# [Aim of the task]
Could you copy every one of the rows below word for word, leaving the pictures out of your answer?

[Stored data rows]
____
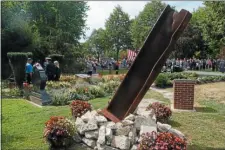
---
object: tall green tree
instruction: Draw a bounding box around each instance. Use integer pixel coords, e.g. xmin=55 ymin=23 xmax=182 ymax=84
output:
xmin=131 ymin=0 xmax=166 ymax=49
xmin=87 ymin=28 xmax=110 ymax=61
xmin=192 ymin=1 xmax=225 ymax=57
xmin=105 ymin=6 xmax=132 ymax=60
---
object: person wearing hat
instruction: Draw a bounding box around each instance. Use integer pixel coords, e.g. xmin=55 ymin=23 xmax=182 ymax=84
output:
xmin=54 ymin=61 xmax=61 ymax=81
xmin=26 ymin=58 xmax=33 ymax=84
xmin=45 ymin=59 xmax=56 ymax=81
____
# [The result]
---
object: tall green tree
instruction: Draw a bounding box around each instance. Use integer pixel coords, e.g. xmin=55 ymin=23 xmax=182 ymax=84
output:
xmin=131 ymin=0 xmax=166 ymax=49
xmin=87 ymin=28 xmax=110 ymax=61
xmin=192 ymin=1 xmax=225 ymax=57
xmin=105 ymin=6 xmax=132 ymax=60
---
object: person wearing hat
instruction: Draw a bounding box around each instance. Use integer pixel coords, e.g. xmin=55 ymin=23 xmax=182 ymax=84
output:
xmin=54 ymin=61 xmax=61 ymax=81
xmin=26 ymin=58 xmax=33 ymax=84
xmin=45 ymin=59 xmax=56 ymax=81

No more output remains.